▶ Source text

--- Start ---

It turns out book publishing isn’t crashing and burning after all. A new report out from the Association of American Publishers and the Book Industry Study Group finds that over the past three years and during the worst recession since the Great Depression publishers are making money, even growing. This is a surprise considering everything I hear from the published – advances are down, midlist writers are being dropped, writers who have been doing well are getting less marketing support, and aspiring writers are increasingly assuming they’ll never be published the traditional way. It also is a surprise considering what we’ve been hearing from publishers, some of whom won’t let libraries loan ebooks until they can figure out how to make more money, even though an ebook already costs a library far more than the same book in print and loaned under the same constraints.

--- End ---

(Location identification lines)
--- Start ---

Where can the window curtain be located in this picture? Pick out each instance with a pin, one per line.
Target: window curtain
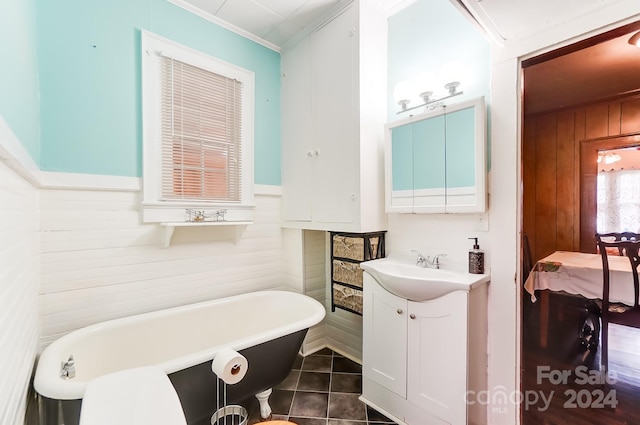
(618, 201)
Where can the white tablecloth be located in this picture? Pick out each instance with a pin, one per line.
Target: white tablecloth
(581, 274)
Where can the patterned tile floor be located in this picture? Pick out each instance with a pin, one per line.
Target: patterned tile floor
(322, 389)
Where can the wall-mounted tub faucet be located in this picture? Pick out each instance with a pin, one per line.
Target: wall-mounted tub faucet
(68, 369)
(421, 260)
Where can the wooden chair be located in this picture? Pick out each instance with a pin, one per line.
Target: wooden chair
(628, 244)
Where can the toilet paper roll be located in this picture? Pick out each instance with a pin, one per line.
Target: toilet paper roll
(230, 366)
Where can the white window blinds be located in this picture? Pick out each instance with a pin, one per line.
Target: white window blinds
(201, 137)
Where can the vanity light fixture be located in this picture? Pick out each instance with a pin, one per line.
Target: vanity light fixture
(608, 157)
(405, 91)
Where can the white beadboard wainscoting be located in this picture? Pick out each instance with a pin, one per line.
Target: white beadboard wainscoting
(19, 264)
(100, 262)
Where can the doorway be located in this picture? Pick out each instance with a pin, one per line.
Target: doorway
(568, 108)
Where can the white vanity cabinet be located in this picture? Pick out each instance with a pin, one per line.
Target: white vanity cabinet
(333, 103)
(422, 361)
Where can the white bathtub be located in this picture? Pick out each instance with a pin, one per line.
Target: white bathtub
(180, 338)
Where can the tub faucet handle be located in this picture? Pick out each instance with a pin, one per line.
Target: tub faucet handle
(421, 260)
(68, 369)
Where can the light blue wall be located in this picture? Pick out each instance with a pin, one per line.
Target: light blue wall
(18, 73)
(89, 53)
(428, 34)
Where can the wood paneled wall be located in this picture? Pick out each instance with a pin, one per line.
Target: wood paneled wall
(551, 168)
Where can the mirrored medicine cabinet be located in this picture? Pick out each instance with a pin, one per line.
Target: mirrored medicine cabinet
(435, 162)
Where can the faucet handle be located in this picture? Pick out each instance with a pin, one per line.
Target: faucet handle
(420, 259)
(436, 258)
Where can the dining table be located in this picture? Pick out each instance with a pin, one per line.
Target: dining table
(577, 273)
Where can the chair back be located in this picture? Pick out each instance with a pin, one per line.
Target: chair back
(628, 245)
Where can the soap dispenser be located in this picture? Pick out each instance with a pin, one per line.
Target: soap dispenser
(476, 258)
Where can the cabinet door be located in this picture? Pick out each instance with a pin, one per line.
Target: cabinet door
(437, 356)
(384, 337)
(297, 153)
(335, 120)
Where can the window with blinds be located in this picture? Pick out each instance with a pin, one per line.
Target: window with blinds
(201, 133)
(198, 129)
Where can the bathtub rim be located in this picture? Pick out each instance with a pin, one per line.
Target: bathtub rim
(48, 383)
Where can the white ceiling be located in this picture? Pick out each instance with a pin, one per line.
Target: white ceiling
(603, 70)
(274, 21)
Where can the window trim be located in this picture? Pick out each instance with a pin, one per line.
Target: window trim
(154, 208)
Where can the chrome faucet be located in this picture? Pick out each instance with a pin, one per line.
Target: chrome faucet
(68, 369)
(422, 261)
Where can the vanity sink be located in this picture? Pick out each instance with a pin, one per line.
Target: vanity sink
(405, 279)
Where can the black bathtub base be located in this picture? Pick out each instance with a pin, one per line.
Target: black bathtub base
(201, 393)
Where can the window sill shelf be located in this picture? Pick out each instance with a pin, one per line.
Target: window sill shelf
(169, 227)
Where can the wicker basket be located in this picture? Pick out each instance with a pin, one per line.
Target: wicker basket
(347, 297)
(230, 415)
(346, 272)
(348, 247)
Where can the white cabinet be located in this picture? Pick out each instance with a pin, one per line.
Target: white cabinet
(333, 100)
(420, 359)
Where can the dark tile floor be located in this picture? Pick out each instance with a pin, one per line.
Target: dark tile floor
(322, 389)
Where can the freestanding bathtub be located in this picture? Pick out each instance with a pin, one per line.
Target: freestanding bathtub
(266, 327)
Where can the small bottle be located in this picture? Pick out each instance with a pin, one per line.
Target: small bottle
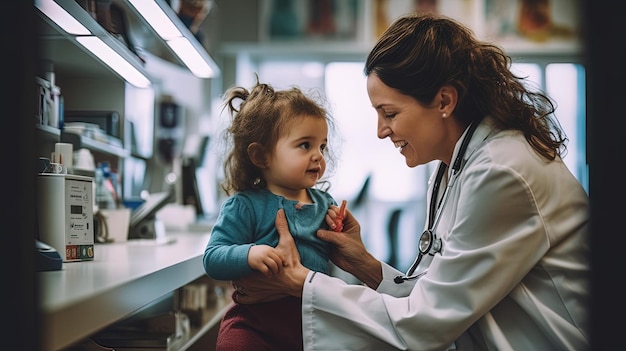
(104, 195)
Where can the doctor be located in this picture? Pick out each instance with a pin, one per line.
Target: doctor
(503, 261)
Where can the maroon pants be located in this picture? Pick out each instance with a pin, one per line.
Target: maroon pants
(275, 325)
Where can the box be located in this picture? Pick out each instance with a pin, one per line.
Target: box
(65, 214)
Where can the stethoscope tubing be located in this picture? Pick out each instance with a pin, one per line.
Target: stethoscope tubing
(456, 171)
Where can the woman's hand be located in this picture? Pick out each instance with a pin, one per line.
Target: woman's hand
(289, 279)
(349, 252)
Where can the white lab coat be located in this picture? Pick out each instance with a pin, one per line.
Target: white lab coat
(513, 273)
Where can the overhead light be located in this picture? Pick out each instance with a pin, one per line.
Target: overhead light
(59, 16)
(154, 14)
(114, 60)
(191, 57)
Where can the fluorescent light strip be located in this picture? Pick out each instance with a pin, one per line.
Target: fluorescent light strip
(190, 56)
(114, 60)
(59, 16)
(155, 16)
(163, 25)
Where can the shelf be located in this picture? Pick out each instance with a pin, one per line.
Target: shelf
(79, 142)
(85, 297)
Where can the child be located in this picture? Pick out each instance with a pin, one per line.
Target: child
(277, 159)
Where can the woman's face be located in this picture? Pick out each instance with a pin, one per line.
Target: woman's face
(418, 131)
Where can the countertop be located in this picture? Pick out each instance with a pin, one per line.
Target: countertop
(84, 297)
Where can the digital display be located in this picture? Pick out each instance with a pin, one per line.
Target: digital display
(76, 209)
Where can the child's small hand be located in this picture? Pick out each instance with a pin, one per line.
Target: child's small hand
(335, 216)
(265, 259)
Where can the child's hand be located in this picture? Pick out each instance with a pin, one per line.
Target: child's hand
(335, 216)
(265, 259)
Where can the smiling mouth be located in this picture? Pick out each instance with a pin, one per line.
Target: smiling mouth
(400, 144)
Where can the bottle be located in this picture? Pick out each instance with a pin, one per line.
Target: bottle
(104, 193)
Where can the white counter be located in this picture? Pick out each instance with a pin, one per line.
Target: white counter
(84, 297)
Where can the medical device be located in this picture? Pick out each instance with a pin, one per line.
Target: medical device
(429, 243)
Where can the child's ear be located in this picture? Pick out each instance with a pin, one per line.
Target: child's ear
(256, 153)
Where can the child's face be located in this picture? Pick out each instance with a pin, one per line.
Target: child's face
(298, 159)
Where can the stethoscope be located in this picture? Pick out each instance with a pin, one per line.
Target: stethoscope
(429, 243)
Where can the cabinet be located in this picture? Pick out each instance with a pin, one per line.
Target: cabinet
(85, 297)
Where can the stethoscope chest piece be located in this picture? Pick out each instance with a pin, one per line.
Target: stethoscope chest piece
(429, 243)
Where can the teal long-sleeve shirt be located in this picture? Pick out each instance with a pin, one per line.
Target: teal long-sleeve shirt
(248, 218)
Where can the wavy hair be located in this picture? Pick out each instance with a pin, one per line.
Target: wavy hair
(421, 52)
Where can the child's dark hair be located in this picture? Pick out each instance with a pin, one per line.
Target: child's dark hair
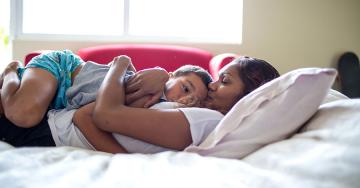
(200, 72)
(254, 72)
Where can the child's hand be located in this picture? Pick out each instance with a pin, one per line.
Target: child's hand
(189, 101)
(147, 82)
(122, 59)
(12, 67)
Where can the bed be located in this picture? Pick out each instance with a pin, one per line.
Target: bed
(323, 149)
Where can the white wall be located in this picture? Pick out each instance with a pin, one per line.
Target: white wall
(288, 33)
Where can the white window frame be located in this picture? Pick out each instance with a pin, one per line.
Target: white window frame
(17, 19)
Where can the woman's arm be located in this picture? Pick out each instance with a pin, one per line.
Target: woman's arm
(167, 128)
(101, 140)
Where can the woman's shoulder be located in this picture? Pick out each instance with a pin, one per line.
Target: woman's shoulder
(202, 113)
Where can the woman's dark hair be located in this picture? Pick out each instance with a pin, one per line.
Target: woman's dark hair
(254, 72)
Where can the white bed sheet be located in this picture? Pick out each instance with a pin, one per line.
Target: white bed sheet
(326, 154)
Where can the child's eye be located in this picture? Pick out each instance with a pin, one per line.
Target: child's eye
(186, 89)
(225, 80)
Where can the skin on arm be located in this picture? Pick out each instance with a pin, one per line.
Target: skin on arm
(26, 102)
(101, 140)
(167, 128)
(146, 87)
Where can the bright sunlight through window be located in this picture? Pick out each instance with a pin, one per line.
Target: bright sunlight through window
(180, 20)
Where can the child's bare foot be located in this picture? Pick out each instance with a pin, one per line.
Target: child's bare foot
(13, 66)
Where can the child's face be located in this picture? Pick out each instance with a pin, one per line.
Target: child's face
(187, 89)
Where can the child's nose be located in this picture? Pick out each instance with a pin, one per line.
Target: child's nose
(212, 86)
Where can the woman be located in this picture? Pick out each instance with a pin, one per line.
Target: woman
(174, 128)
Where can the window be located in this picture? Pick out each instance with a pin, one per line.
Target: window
(177, 20)
(5, 50)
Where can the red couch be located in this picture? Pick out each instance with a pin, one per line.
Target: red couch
(144, 56)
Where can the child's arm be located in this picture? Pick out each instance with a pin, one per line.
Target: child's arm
(167, 128)
(146, 87)
(101, 140)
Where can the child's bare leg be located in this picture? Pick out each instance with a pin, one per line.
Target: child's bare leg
(26, 103)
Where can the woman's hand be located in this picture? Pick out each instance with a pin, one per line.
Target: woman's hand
(147, 82)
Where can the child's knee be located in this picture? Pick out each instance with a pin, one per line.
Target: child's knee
(24, 117)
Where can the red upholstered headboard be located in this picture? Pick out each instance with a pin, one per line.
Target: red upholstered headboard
(145, 55)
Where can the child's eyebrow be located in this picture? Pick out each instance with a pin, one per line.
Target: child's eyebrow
(191, 84)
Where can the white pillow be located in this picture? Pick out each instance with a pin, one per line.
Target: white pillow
(268, 114)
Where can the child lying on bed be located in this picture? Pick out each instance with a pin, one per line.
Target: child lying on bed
(170, 129)
(61, 79)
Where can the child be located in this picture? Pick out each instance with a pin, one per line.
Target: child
(46, 83)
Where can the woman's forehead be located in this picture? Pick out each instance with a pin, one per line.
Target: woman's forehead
(231, 68)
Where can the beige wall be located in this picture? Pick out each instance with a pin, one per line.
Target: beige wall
(288, 33)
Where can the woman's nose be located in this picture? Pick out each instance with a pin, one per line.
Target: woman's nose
(212, 86)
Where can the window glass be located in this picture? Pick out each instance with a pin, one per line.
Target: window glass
(209, 20)
(79, 17)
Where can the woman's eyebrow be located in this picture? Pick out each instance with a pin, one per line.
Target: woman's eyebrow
(191, 84)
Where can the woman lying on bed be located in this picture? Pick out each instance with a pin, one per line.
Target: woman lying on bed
(165, 129)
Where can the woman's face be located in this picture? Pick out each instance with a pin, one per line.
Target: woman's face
(226, 91)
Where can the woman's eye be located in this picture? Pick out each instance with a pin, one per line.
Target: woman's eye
(185, 89)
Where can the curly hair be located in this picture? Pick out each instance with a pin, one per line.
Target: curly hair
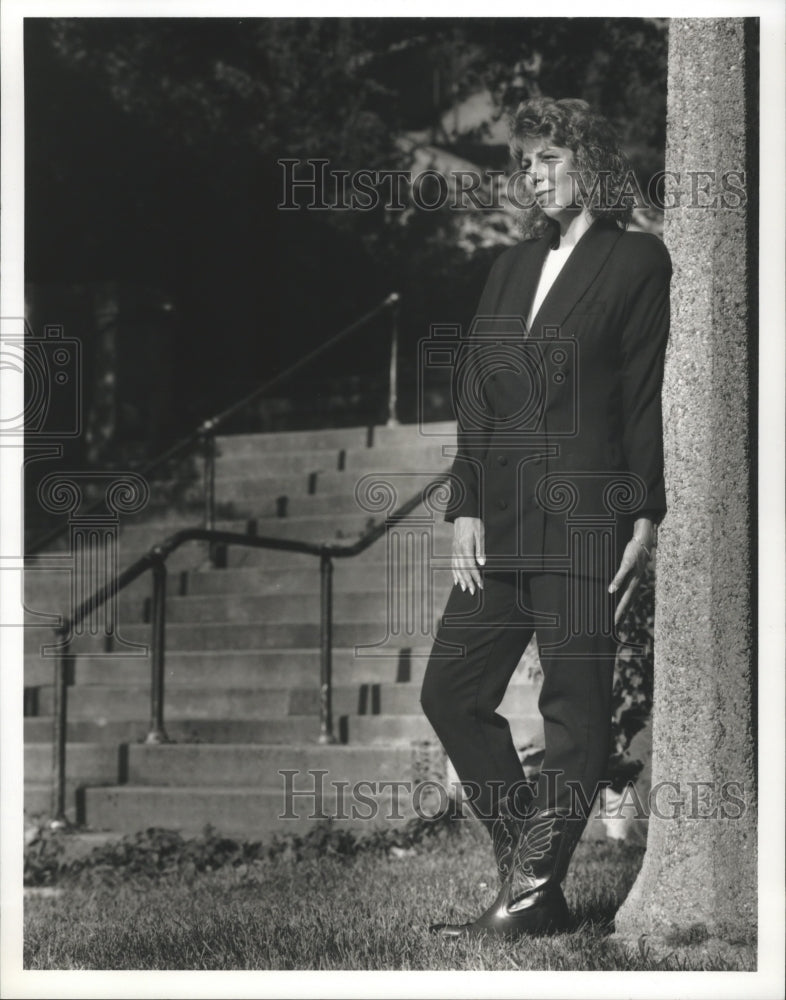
(597, 154)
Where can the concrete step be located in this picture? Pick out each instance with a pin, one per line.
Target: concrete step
(307, 529)
(114, 701)
(86, 763)
(223, 636)
(241, 668)
(347, 578)
(396, 729)
(248, 812)
(240, 764)
(287, 729)
(401, 457)
(286, 441)
(340, 437)
(255, 668)
(38, 801)
(242, 484)
(250, 608)
(124, 701)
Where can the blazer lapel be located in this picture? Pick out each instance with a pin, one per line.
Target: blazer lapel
(588, 257)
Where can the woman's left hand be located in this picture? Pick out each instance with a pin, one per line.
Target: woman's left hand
(634, 564)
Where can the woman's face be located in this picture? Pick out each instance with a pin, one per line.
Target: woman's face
(548, 171)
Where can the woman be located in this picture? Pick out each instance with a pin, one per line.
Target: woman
(558, 488)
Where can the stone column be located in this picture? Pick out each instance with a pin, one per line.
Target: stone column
(698, 879)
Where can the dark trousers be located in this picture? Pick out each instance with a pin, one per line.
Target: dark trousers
(573, 619)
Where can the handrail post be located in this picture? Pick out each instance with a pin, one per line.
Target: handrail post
(393, 303)
(60, 712)
(326, 638)
(157, 733)
(207, 432)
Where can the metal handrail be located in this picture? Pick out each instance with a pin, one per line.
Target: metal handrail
(205, 433)
(155, 561)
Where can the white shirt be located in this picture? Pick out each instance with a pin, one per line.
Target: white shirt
(552, 265)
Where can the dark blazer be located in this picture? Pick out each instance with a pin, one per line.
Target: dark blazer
(559, 427)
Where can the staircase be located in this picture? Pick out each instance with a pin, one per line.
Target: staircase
(242, 653)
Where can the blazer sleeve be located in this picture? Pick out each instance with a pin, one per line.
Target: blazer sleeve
(643, 346)
(471, 408)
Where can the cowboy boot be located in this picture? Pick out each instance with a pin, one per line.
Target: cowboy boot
(532, 857)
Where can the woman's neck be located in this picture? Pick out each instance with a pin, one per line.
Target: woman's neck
(573, 228)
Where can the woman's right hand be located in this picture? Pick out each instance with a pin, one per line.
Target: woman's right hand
(469, 553)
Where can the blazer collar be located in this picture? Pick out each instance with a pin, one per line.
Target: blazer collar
(585, 261)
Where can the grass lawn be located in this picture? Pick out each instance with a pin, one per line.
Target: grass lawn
(366, 911)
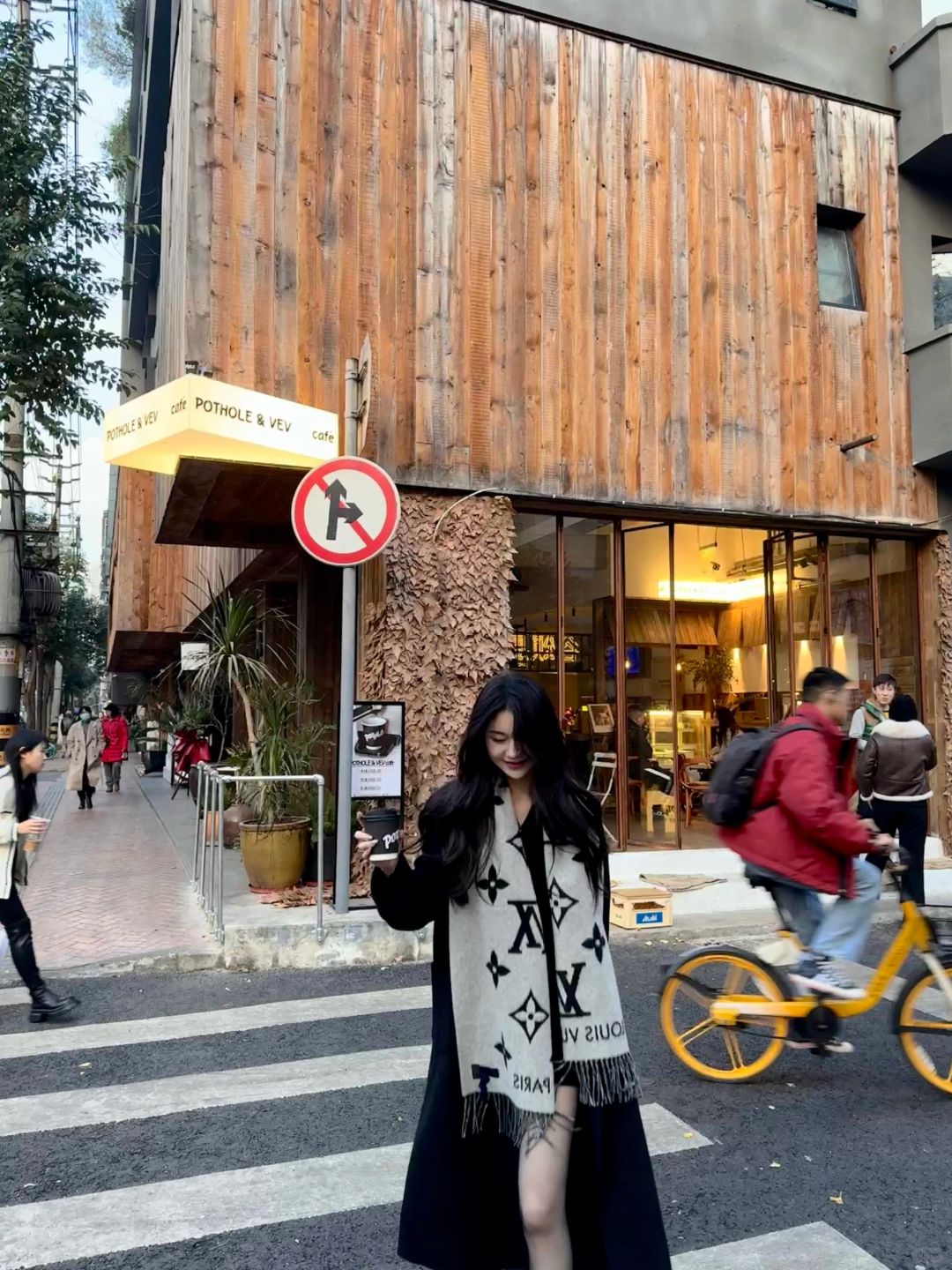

--- End ---

▶ Task list
(1) Render this sentence from the book publishing passage into Spanish: "It turns out book publishing isn’t crashing and burning after all."
(2) Carry on the passage about the book publishing report, picking up right after its final sentence.

▶ Answers below
(1) Resulta que, después de todo, la edición de libros no se está viniendo abajo.

(2)
Of course, those rosy numbers were gathered before the collapse of Borders, leaving publishers holding the bag for tens of millions worth of unpaid invoices. Penguin, for example, let Borders rack up over $40 million in debt, but it’s different for small stores; a publisher suspended shipments to an independent bookstore when they neglected to pay an outstanding bill of $17.25 (subscription required). Borders, you may remember, insisted on paying leadership over $8 million in bonuses after laying off thousands of workers because you absolutely need top talent to steer the Titanic.
Okay, mistakes were made. But that’s the beauty of the passive voice. Nobody makes mistakes. They just happen, like the weather. Which is entirely out of our hands, right?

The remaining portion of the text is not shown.